> [READING PASSAGE]
Re: Help with Query Tuning

From: Reid Thompson <Reid(dot)Thompson(at)ateb(dot)com>
To: pgsql-performance(at)postgresql(dot)org
Subject: Re: Help with Query Tuning
Date: 2011-03-16 17:24:30
Message-ID: 4D80F24E.1090807@ateb.com
Views: Raw Message | Whole Thread | Download mbox | Resend email
Thread:
Lists: pgsql-performance

On 03/16/2011 05:13 AM, Adarsh Sharma wrote:
> Dear all,
>
> I am facing a problem while creating the index to make the below query run faster. My table size is near about 1065 MB and 428467 rows.
>
> explain analyze select count(*) from page_content where publishing_date like '%2010%' and content_language='en' and content is not
> null and isprocessable = 1 and (content like '%Militant%'
> OR content like '%jihad%' OR content like '%Mujahid%' OR
> content like '%fedayeen%' OR content like '%insurgent%' OR content like '%terrorist%' OR
> content like '%cadre%' OR content like '%civilians%' OR content like '%police%' OR content like '%defence%' OR content like '%cops%'
> OR content like '%crpf%' OR content like '%dsf%' OR content like '%ssb%') AND (content like '%kill%' or content like '%injure%');
>
> *Output:
>
> * Aggregate (cost=107557.78..107557.79 rows=1 width=0) (actual time=18564.631..18564.631 rows=1 loops=1)
> -> Seq Scan on page_content (cost=0.00..107466.82 rows=36381 width=0) (actual time=0.146..18529.371 rows=59918 loops=1)
> Filter: ((content IS NOT NULL) AND (publishing_date ~~ '%2010%'::text) AND (content_language = 'en'::bpchar) AND (isprocessable = 1)
> AND (((content)
> ::text ~~ '%kill%'::text) OR ((content)::text ~~ '%injure%'::text)) AND (((content)::text ~~ '%Militant%'::text) OR ((content)::text
> ~~ '%jihad%'::text) OR (
> (content)::text ~~ '%Mujahid%'::text) OR ((content)::text ~~ '%fedayeen%'::text) OR ((content)::text ~~ '%insurgent%'::text) OR
> ((content)::text ~~ '%terrori
> st%'::text) OR ((content)::text ~~ '%cadre%'::text) OR ((content)::text ~~ '%civilians%'::text) OR ((content)::text ~~
> '%police%'::text) OR ((content)::text
> ~~ '%defence%'::text) OR ((content)::text ~~ '%cops%'::text) OR ((content)::text ~~ '%crpf%'::text) OR ((content)::text ~~
> '%dsf%'::text) OR ((content)::text
> ~~ '%ssb%'::text)))

> [PROBLEM DETAILS] What table size does the query-tuning post report?

> [PROVIDED RECORDS]
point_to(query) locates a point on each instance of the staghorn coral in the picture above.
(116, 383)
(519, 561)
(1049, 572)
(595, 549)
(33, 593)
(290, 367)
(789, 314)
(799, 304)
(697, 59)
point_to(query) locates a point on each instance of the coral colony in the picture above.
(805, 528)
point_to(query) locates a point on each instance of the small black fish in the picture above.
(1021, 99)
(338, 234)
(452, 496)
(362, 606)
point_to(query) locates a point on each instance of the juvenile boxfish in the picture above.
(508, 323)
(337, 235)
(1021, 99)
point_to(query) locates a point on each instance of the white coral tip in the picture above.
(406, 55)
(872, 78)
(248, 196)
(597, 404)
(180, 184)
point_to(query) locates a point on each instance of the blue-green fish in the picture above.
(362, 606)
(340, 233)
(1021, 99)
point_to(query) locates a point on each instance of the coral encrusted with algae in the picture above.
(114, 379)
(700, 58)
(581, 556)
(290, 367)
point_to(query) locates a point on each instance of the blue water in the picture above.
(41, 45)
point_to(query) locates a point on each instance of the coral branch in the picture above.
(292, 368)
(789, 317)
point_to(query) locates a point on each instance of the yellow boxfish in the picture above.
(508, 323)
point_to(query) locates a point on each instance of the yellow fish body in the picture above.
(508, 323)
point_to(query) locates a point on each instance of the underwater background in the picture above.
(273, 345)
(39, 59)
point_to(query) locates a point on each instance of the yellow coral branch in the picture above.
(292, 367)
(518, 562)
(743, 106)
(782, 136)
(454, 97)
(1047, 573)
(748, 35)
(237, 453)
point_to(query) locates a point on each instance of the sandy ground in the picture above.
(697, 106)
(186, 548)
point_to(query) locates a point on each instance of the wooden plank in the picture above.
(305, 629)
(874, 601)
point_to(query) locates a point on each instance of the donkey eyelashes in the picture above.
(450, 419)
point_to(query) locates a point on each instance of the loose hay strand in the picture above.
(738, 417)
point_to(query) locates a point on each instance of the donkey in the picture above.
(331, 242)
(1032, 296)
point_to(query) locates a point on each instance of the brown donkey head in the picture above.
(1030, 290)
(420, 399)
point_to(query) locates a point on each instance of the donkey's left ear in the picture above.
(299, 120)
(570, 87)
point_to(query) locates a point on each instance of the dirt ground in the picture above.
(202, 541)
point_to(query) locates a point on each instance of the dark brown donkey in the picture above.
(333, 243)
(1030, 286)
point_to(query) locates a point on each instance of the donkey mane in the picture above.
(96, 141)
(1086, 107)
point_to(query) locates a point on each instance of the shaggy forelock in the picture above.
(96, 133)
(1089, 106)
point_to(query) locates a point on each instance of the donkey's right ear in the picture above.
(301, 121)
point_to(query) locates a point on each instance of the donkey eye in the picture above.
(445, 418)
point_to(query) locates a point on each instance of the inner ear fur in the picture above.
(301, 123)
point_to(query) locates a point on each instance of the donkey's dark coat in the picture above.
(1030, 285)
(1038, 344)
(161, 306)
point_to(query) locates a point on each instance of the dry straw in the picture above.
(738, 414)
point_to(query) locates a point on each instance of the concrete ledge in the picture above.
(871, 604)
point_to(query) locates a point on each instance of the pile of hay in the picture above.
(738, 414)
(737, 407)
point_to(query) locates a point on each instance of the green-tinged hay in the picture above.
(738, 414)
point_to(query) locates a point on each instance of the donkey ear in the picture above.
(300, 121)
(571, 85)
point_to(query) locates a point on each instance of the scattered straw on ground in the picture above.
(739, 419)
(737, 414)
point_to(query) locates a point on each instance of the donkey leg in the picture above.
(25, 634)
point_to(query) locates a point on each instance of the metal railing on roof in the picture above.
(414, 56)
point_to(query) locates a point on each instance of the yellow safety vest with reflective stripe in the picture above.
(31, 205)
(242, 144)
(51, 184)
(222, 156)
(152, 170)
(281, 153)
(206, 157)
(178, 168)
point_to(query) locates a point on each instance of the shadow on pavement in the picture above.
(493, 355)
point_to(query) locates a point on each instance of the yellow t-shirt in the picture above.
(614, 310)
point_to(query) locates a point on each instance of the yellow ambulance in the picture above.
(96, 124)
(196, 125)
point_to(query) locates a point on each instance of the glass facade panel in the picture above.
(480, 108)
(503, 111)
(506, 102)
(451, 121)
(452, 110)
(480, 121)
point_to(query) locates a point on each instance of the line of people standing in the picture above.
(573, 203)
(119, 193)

> [WORKED SOLUTION] Near about 1065 MB.